«El ánima -dice San Ambrosio- que está desposada con Cristo y voluntariamente se junta con Él en la cruz, ninguna cosa tiene por más gloriosa que traer consigo las injurias del Crucificado».


¡Oh cruz!, hazme lugar; y véame yo recibido mi

cuerpo por ti y deja el de mi Señor…


Pues si sola esta muestra de amor; que es menor; hace salir a los malos de sus sentidos y perder la vista en medio del resplandor de la luz, ¿qué harán tus verdaderos hijos y amigos, que tan creído tienen y cono­cido a cuánto más se extiende tu amor? Esto es lo que los hace salir de sí y quedar atónitos cuando, recogidos en lo secreto de su corazón, les descubres estos secretos y se los das a sentir. De aquí nace el deshacerse y abrasarse sus entrañas, de aquí el desear los martirios, de aquí el hol­garse con las tribulaciones, de aquí el sentir refrigerio en las parrillas y el pasearse sobre las brasas como sobre rosas, de aquí el desear los tor­mentos como convites, y alegrarse de lo que todo el mundo teme, y abrazar lo que el mundo aborrece, y buscar abominaciones de Egipto para sacrificarlas a Dios.

«El ánima -dice San Ambrosio- que está desposada con Cristo y voluntariamente se junta con Él en la cruz, ninguna cosa tiene por más gloriosa que traer consigo las injurias del Crucificado».

▶ **INSTRUCCIONES DE TRABAJO**
1) Según la cita de San Ambrosio en el fragmento sobre el amor a la cruz, ¿qué es lo que el ánima desposada con Cristo tiene por más glorioso?
2) Prolonga el fragmento sobre el amor a la cruz a partir de la cita de San Ambrosio con la que termina.
Las entradas proceden de una fuente distinta a la del fragmento.

▶ **MATERIAL**
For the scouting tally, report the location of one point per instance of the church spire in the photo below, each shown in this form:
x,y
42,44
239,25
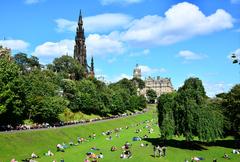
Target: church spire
x,y
92,65
80,53
80,21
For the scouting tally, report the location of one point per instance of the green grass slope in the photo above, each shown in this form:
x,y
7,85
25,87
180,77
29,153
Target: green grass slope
x,y
20,145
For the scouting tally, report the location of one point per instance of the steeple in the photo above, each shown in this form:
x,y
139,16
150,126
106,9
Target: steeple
x,y
80,53
80,22
92,67
137,72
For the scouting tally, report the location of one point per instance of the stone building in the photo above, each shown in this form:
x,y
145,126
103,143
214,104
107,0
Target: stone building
x,y
159,85
80,52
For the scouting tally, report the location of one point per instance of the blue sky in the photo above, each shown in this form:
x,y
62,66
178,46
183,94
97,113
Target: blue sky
x,y
167,38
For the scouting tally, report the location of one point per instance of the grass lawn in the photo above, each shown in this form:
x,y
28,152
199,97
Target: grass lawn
x,y
20,145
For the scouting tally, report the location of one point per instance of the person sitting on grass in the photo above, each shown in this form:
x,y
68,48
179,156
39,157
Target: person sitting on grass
x,y
197,159
95,148
60,148
100,156
13,160
86,160
113,148
49,153
94,160
225,156
33,155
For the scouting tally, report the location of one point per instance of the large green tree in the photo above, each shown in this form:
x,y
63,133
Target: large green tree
x,y
151,96
26,63
11,106
192,112
68,67
231,107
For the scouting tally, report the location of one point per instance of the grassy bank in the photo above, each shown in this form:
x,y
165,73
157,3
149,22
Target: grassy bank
x,y
20,145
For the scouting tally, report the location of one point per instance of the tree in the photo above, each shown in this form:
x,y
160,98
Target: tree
x,y
11,107
165,115
40,87
139,82
231,107
193,114
151,95
68,67
26,64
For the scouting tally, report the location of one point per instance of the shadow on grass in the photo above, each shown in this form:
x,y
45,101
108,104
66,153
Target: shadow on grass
x,y
195,145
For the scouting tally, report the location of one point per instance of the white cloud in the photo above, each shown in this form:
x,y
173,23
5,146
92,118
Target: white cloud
x,y
235,1
99,23
65,25
148,70
140,53
108,2
236,52
215,88
121,76
181,21
15,44
112,60
32,1
50,50
104,45
189,55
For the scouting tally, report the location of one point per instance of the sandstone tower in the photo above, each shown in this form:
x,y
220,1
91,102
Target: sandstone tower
x,y
80,52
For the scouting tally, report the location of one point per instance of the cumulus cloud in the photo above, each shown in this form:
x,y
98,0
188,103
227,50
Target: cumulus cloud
x,y
235,1
215,88
108,2
140,53
121,76
146,70
181,21
237,54
64,25
32,1
99,23
15,44
104,45
189,55
54,49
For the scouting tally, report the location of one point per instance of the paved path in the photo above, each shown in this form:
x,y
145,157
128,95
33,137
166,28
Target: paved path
x,y
72,125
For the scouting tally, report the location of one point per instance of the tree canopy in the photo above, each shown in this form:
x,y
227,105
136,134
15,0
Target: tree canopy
x,y
190,113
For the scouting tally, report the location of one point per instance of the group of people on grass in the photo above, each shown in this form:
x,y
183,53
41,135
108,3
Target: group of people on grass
x,y
161,151
126,152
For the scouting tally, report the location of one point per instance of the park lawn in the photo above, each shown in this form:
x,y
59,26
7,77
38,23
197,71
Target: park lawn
x,y
21,144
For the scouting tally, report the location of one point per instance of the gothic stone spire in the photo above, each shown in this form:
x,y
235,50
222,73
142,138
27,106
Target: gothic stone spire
x,y
80,53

▶ **RESPUESTAS POR TAREA**
1) Traer consigo las injurias del Crucificado.

2)
Pues ¿cómo te pagaré, Amado mío, este amor? Esta es digna recompensa, que la sangre se recompense con sangre. Aquella sangre con que Moisés celebró el amistad de Dios y de su pueblo (la cual era figura de ésta), parte se derramó sobre el altar; y parte sobre el pueblo, reconciliándolo con Dios; la que cae sobre el altar es para aplacar a Dios, y la que sobre las cabezas del pueblo para obligar a los hombres. ¡Dulcísimo Señor!, yo conozco esta obligación; no permitas que me salga fuera de ella, y véame yo con esa sangre teñido y con esa cruz enclavado. ¡Oh cruz!, hazme lugar; y véame yo recibido mi cuerpo por ti y deja el de mi Señor. ¡Ensánchate, corona, para que pueda yo poner ahí mi cabeza! ¡Dejad, clavos, esas manos inocentes y atravesad mi cora­zón y llagadlo de compasión y de amor! Para esto -dice tu Apóstol- moriste, para enseñorearte de vivos y muertos; no con amenazas y cas­tigos, sino con obras de amor. Cuéntame entre los que mandares o por vivo o por muerto, véame yo cautivo debajo del señorío de tu amor.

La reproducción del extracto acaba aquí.